- **EXERCICE**
Poursuivez le compte rendu des présentations des hôpitaux devant le jury en reprenant après sa dernière phrase.

- **EXTRAIT FOURNI**
--------------------

Les Arabes de Claude-Bernard et les Chinois de Bretonneau assistent à
ce massacre raffiné avec une joie sadiaque.
.....Lariboisière
présente un sketch à la fois magnifique et féroce
: une menagerie avec des cages enfermant d'étranges animaux, tels
la bête à concours, le fils du patron, le petit professeur
agrégé (virulente satire contre le népostisme ou,
si vous voulez, les deux cents familles médicales).
.....Non moins
féroce s'avère la présentation d'un autre animal
: le Doyen, appartenant à l'espèce des somnifères.
Il est omnivore mais se nourrit plus spécialement de distinctions
honorifiques, jusqu'à et y compris le Nichan Iftikar et l'Ouissam
Alaouite.
.....Un récitant
impitoyable nous fournit ces explications. En vers si je ne m'abuse.
.....Cette spirituelle
charge enchanta le jury, bien décidé, après l'avoir
goutée pleinement, à accorder à Lariboisière
le premier prix.
.....Nous dumes
par la suite réviser notre jugement devant l'adorable présentation
de Saint-Antoine : les Paysans.
.....C'est une
évocation poétique et adorablement agreste de la cambrousse,
avec apparition sur la piste de véhicules campagnards (Saint Antoine
et ses cochers).
.....On vit,
sur un coup de baguette magique, la légume verte transportée
écarter ses feuillages pour livrer passage aux plus jolies filles
du terroir. Une immense ovation s'éleva de toutes parts devant
le rappel visible, plastique, de la vieille légende : l'enfant
né dans le chou.

--------------------

- **DONNÉES**
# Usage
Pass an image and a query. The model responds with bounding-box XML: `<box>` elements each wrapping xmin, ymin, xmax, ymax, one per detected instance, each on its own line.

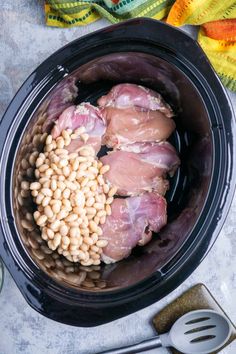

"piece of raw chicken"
<box><xmin>101</xmin><ymin>141</ymin><xmax>180</xmax><ymax>196</ymax></box>
<box><xmin>51</xmin><ymin>103</ymin><xmax>106</xmax><ymax>153</ymax></box>
<box><xmin>101</xmin><ymin>106</ymin><xmax>175</xmax><ymax>148</ymax></box>
<box><xmin>102</xmin><ymin>193</ymin><xmax>167</xmax><ymax>263</ymax></box>
<box><xmin>98</xmin><ymin>84</ymin><xmax>173</xmax><ymax>117</ymax></box>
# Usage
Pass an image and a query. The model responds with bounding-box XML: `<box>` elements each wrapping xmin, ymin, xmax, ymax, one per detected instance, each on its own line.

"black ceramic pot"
<box><xmin>0</xmin><ymin>19</ymin><xmax>236</xmax><ymax>326</ymax></box>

--------------------

- **RÉSULTAT DE L'EXERCICE**
.....En vérité,
Saint-Antoine méritait aussi le premier prix. Nous sommes des justes,
il 'lobtint ex aequo avec Lariboisière.
.....Le défilé
de la Pitié, qui suit, n'en inspire aucune. Au contraire, on envie
la grâce de ses jongleurs et de ses danseuses évoluant avec
une légereté digne des Ballets russes, sur l'air à
la fois martial et émouvant du vieux refrain de salle de garde
"Nini Peau de Chien".
.....Unissant
leur efforts, les hôpitaux Foch, Marmottan et Beaujon viennent broder
d'agréables variations sur ce thème : "L'Auberge".
Tenon s'est chargé de nous montrer que la fanfarre de Bagnolet
est sans égale et sans rivale. Musiciens de lagarde, prenez garde
!
.....Mais voici
que le jour se lève en même temps que le bouclier de la révolte.
Résolument - qu'ils disent- opposés à la fête,
les internes de Bicêtre, un peu énervés eux-mêmes
- cela se conçoit- n'ont consenti à y participer qu'en organisant
le défilé des "forçats du plaisir". Traduction
chorégraphique, sans doute, du célèbre mot de Lord
Palmerston : "La vie serait à peu près supportable
sans les plaisirs."
.....Cette pensée,
exprimée par Bicêtre avec un humour macabre et des cercueils
qui pourront servir à leurs futurs clients, je me surpris à
la trouver très juste, à la fin de cette nuit qui m'avait
tant charmé.
.....Mais c'était
pour une raison bien particulière. Vous êtes-vous jamais
trouvé à six heures du matin sur le trottoir de l'avenue
de Wagram, habillé en moine, après avoir reçu cette
nouvelle désolante : "Les autobus sont rentrés au garage,
le métro vient de se mettre en grève, et l'on ne trouve
pas de taxis!"
.....Telle était
ma situation ! C'est peu dire que je la trouvais pénible. Renonçant
pour le moment à récupérer mes vêtements laics
restés à l'hôpital Bichat, allais-je, pèlerin
sans le vouloir, me diriger à pied vers mon village de Saint-Germain-des-Prés
?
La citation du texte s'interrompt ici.